=== MATERIAL FOR THIS EXERCISE ===

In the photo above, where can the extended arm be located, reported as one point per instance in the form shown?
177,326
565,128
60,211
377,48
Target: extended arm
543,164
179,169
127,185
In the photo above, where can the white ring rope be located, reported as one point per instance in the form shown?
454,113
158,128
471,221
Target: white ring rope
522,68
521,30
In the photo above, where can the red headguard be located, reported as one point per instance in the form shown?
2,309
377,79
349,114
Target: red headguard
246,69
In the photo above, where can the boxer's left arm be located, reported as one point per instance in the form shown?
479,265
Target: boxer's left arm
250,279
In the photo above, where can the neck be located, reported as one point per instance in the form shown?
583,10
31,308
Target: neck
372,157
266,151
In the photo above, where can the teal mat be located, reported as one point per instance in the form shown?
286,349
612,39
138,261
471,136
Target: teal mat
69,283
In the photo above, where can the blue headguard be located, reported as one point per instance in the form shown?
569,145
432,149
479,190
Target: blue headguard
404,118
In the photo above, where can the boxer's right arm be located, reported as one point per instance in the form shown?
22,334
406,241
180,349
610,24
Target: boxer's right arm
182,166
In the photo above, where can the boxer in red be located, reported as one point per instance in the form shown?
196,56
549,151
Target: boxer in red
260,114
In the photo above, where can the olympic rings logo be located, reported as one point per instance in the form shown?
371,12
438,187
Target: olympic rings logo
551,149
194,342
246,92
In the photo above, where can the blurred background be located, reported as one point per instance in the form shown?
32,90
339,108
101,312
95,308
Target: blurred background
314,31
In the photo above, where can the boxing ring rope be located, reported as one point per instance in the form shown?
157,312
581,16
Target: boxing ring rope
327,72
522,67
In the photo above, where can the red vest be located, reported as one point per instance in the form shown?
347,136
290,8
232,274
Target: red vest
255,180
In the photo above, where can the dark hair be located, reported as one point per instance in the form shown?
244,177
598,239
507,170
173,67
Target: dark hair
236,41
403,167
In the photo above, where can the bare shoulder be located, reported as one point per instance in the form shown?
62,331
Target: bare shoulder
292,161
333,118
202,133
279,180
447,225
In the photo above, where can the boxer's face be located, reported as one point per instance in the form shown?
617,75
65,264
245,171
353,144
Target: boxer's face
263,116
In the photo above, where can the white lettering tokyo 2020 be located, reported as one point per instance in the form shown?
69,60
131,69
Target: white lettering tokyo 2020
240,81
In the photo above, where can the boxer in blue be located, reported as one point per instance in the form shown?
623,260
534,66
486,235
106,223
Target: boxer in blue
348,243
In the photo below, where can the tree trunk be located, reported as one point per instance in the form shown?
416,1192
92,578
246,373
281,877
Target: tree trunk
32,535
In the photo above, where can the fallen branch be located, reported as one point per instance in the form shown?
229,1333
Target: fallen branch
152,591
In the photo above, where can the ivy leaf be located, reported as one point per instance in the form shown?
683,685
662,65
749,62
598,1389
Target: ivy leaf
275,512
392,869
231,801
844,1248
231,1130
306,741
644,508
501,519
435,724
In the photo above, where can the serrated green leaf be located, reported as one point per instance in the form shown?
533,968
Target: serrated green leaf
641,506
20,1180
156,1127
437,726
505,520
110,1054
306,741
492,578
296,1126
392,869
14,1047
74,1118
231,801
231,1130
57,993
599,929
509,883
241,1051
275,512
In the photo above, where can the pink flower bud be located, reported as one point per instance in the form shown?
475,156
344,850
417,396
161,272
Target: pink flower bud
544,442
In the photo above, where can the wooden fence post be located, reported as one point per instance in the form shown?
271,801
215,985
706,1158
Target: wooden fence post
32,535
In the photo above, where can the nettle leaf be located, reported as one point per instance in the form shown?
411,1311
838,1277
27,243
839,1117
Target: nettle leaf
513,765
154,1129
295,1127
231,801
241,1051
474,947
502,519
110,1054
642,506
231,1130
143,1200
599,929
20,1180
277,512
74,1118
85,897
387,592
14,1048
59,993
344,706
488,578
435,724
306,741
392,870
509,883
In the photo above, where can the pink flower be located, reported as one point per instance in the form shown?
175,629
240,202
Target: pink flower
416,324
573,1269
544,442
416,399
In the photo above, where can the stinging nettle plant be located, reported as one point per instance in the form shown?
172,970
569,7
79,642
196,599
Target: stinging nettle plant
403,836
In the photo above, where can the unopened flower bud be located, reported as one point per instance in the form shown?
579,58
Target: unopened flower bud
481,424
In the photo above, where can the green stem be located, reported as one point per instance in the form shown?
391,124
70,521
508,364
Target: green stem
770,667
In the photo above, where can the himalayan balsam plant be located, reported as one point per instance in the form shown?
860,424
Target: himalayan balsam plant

===

Reproduce all of the entries above word for word, from the first line through the last, with nothing changed.

In the photo above, where can the extended arm be located, reported as one point per instance in the form shown?
177,326
565,128
60,211
377,48
Target: extended arm
543,164
179,169
127,185
In the photo above, where can the white ring rope be located, reported as one point per instance in the form shown?
454,113
158,128
471,221
Target: white ring rope
522,68
521,30
In the photo above, where can the red headguard be located, reported as one point per instance in the form shown?
2,309
377,79
349,114
Target: red headguard
246,69
In the photo above, where can the boxer's left arm be located, reported as one point per instance in the form shown?
479,265
Target: boxer's left arm
250,279
In the photo above, where can the neck be located, reported as one point per instance in the form shown?
583,10
31,308
Target: neck
372,157
266,151
In the photo above, where can the teal mat be located, reported as one point per instance in the form shown?
286,349
612,39
138,261
471,136
Target: teal mat
69,283
In the photo above, where can the blue headguard be located, reported as one point per instance in the form shown?
569,145
432,149
479,190
Target: blue headguard
404,118
In the photo above, where can the boxer's right arm be located, reported as one point per instance in the form shown?
22,334
406,241
180,349
610,24
Target: boxer's right arm
182,166
In the photo above, where can the boxer in red be located, reported as one point per instance in the form shown?
196,56
549,151
Target: boxer in red
260,114
In the photo above, where can the olympic rings logo be located, reported as one point per instance in the form shown?
371,12
438,187
Target: olympic rings logo
551,149
194,342
246,92
In the photo above, where can the blurred background be located, reported as one point per instance in the form shown?
32,90
339,108
101,312
95,308
Target: blurred background
314,31
In the photo above, where can the boxing ring rope be located, reported as one point per instance in the form shown?
157,312
581,16
Target: boxing ring rope
327,72
522,67
In the photo above, where can the red vest be located, reported as one point per instance in the form shown?
347,136
290,8
232,274
Target: red vest
255,180
In the photo above, where can the dark hair be located, reported as one point per instance in the form shown?
244,177
598,239
507,170
173,67
Target: dark hair
236,41
403,167
In the photo above, where can the bare shoulder be located, reported as one point per instance in the form shown?
62,331
Target: bare shoulder
292,161
333,118
202,133
279,180
447,225
In the photo above, where can the boxer's face be located, reported as one point per instance in the form shown?
617,75
65,264
245,171
353,144
Target: boxer's face
263,116
In the photo above, where can the white lettering tokyo 2020 be located, reported as one point per instance in the form shown?
69,60
131,69
Target: white lettering tokyo 2020
240,81
In the photo above, where can the boxer in blue be located, reported as one point per instance in the form shown?
623,260
534,66
486,235
106,223
Target: boxer in blue
348,243
In the photo below, where can the tree trunk be located, reported as one point per instance in the form shown?
416,1192
92,578
246,373
281,877
Target: tree trunk
32,535
In the photo above, where can the fallen branch be located, reported as one point per instance in the form shown?
229,1333
Target: fallen branch
152,591
In the photo above, where can the ivy leaf be located, reported as one point per instance in the form shown?
683,685
662,65
749,62
598,1389
Target: ivy leaf
275,512
392,869
231,801
844,1248
231,1130
306,741
644,508
501,519
435,724
In the photo above, where can the serrated green leaf be located, reported as one point per instance in the form shown?
533,968
Target: serrated green leaf
641,506
20,1180
156,1127
437,726
505,520
110,1054
306,741
492,578
296,1126
392,869
14,1047
74,1118
231,801
231,1130
57,993
599,929
509,883
241,1051
275,512
In the photo above, where can the pink flower bud be located, reported as one point per instance in the form shown?
475,156
344,850
417,396
161,272
Target: pink flower bud
544,442
In the photo above, where can the wooden fence post be located, reported as one point per instance in the form shown?
271,801
215,985
706,1158
Target: wooden fence post
32,535
In the photo above, where can the nettle leaf be located, reported as one point per instance in the form shown?
411,1311
838,1277
27,243
839,1117
Target: nettle leaf
513,765
154,1129
295,1127
231,801
241,1051
474,947
502,519
110,1054
642,506
231,1130
143,1200
599,929
20,1180
277,512
74,1118
85,897
387,592
14,1048
59,993
344,706
488,578
435,724
306,741
392,870
509,883
In the photo above, where can the pink flower be located, reported as one point per instance in the form shown?
175,629
240,202
Target: pink flower
416,324
573,1269
544,442
416,399
In the photo above, where can the stinging nettle plant be located, reported as one point per instance in the form shown?
172,970
569,7
79,642
196,599
Target: stinging nettle plant
403,836
In the photo above, where can the unopened flower bud be located, reported as one point per instance in the form shown?
579,58
Target: unopened flower bud
481,424
In the photo above, where can the green stem be located, reported as one point per instance in the form shown?
391,124
70,521
508,364
Target: green stem
770,667
In the photo above, where can the himalayan balsam plant be located, reported as one point per instance in the form shown?
860,424
Target: himalayan balsam plant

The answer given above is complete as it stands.